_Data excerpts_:
·····
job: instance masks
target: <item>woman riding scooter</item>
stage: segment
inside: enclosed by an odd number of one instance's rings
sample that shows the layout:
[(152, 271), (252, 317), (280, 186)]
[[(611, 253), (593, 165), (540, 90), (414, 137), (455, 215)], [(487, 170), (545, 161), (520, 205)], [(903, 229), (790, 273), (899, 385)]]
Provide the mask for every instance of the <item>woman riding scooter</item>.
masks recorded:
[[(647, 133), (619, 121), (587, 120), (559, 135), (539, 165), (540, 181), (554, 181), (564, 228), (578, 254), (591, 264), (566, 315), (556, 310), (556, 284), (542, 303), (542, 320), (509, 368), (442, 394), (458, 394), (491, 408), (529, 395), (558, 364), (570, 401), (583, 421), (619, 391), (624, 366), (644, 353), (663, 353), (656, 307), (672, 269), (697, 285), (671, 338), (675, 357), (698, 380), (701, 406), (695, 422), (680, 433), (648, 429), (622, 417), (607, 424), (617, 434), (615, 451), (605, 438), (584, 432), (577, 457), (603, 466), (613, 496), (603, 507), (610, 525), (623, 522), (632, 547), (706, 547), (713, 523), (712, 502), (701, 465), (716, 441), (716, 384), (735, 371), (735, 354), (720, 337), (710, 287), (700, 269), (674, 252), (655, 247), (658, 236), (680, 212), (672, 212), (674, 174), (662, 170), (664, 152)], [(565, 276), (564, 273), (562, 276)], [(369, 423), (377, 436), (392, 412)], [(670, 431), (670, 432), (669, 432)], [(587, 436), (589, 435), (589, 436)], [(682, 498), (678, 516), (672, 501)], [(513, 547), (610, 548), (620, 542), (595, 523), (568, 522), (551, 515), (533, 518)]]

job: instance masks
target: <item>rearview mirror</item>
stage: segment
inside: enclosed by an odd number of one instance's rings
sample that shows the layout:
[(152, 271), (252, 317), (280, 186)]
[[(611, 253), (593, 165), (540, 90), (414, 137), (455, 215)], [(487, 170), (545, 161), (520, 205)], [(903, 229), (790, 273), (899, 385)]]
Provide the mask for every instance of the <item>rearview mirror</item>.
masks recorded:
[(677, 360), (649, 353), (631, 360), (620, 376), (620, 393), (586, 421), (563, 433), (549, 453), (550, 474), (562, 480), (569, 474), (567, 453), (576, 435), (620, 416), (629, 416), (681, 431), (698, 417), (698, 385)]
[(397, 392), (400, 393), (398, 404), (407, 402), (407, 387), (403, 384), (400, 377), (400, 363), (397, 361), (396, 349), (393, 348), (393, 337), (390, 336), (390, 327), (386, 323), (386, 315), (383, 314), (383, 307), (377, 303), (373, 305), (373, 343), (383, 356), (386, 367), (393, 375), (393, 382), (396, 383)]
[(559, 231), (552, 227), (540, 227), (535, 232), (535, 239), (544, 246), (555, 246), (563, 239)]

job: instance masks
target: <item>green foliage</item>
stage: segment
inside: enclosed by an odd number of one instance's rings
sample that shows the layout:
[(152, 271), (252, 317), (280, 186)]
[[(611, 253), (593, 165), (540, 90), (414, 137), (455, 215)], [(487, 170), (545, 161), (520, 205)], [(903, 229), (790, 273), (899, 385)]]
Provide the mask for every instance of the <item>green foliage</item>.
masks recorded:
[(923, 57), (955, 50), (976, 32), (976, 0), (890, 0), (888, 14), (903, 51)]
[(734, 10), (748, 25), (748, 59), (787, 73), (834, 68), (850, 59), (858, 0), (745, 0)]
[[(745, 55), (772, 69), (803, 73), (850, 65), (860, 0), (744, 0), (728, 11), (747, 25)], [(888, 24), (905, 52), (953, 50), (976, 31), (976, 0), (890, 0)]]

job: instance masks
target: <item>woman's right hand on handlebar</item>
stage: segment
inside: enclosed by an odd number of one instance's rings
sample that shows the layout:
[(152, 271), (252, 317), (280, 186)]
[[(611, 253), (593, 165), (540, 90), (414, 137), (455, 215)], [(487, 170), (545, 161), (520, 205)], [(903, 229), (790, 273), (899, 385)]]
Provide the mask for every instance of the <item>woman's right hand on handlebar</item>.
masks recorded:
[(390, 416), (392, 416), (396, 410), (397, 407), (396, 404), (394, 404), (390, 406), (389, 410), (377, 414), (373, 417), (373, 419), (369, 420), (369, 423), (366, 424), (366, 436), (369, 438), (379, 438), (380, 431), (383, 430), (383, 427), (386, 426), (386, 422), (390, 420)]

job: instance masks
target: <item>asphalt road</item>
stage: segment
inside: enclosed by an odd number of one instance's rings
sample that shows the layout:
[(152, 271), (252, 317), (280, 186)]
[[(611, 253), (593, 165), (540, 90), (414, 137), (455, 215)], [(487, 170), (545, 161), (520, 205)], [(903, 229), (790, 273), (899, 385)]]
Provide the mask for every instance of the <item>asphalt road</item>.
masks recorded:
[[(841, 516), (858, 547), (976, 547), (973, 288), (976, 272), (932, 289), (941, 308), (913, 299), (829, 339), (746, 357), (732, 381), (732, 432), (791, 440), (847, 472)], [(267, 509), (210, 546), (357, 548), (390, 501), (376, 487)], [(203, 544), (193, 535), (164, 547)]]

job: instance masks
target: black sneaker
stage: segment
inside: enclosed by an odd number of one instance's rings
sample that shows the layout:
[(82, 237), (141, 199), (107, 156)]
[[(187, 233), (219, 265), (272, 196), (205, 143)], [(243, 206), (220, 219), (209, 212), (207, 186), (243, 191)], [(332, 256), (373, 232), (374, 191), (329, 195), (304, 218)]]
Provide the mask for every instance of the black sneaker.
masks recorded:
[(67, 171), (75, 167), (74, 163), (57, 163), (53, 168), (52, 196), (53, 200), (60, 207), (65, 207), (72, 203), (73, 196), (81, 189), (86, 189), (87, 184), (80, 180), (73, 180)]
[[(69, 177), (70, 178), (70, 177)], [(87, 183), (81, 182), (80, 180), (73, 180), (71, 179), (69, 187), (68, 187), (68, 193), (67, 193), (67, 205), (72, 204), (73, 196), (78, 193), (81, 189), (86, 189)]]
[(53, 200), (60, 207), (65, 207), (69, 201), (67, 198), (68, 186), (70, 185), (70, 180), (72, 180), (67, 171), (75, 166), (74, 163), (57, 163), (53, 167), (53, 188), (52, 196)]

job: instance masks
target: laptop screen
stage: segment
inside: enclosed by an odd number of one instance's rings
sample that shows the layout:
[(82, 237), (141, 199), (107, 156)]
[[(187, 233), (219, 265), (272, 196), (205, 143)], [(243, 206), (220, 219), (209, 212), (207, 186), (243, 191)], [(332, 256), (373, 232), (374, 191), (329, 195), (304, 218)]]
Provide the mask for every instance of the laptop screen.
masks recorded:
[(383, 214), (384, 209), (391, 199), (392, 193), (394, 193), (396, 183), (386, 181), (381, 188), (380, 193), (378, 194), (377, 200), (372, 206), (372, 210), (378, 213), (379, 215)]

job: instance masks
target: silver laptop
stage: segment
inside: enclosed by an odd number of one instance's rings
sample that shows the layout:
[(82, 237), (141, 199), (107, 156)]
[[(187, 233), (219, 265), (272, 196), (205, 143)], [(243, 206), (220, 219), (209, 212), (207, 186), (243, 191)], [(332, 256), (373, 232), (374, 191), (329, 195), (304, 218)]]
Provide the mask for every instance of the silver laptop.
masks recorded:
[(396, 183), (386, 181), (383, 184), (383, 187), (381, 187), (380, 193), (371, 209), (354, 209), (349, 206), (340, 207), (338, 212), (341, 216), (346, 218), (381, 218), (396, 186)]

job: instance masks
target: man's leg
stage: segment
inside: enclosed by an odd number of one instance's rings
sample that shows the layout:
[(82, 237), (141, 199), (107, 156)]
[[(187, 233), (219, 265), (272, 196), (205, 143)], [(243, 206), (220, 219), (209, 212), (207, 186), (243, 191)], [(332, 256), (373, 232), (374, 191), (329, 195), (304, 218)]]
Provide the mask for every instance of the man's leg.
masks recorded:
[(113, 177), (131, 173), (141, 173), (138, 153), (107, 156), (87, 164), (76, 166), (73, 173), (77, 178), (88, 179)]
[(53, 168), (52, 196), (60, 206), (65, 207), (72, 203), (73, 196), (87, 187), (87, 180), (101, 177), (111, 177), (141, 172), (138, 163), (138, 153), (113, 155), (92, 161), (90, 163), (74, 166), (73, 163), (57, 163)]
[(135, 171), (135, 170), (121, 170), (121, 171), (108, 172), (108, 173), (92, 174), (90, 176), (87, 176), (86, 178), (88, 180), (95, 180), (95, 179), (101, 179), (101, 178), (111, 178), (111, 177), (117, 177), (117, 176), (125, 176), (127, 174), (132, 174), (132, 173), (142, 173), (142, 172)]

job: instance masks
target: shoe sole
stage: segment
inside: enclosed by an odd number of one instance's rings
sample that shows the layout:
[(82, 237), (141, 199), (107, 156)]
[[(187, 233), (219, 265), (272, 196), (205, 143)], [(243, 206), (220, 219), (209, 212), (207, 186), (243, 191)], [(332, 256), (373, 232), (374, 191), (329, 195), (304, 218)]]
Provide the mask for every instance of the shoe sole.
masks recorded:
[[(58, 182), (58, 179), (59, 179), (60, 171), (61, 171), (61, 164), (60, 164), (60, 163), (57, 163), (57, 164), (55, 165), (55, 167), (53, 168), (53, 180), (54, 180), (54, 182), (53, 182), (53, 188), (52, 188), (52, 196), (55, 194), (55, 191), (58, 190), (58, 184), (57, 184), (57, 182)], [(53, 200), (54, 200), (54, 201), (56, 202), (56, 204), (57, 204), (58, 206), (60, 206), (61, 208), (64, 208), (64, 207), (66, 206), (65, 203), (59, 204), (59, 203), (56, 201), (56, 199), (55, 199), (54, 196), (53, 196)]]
·····
_Exercise directions_:
Your task is to quote, without any alteration, the lines running from the top of the records to the line that holds "Provide the mask for every instance of the <item>woman riding", both included.

_Task solution_:
job: instance masks
target: <item>woman riding scooter</item>
stage: segment
inside: enclosed by an odd number of one instance's rings
sample that shows the layout:
[(152, 271), (252, 317), (280, 186)]
[[(611, 253), (593, 165), (540, 90), (414, 137), (455, 215)], [(487, 170), (545, 161), (520, 205)], [(903, 229), (790, 273), (899, 385)]]
Provide the mask for every instance of the <item>woman riding scooter</item>.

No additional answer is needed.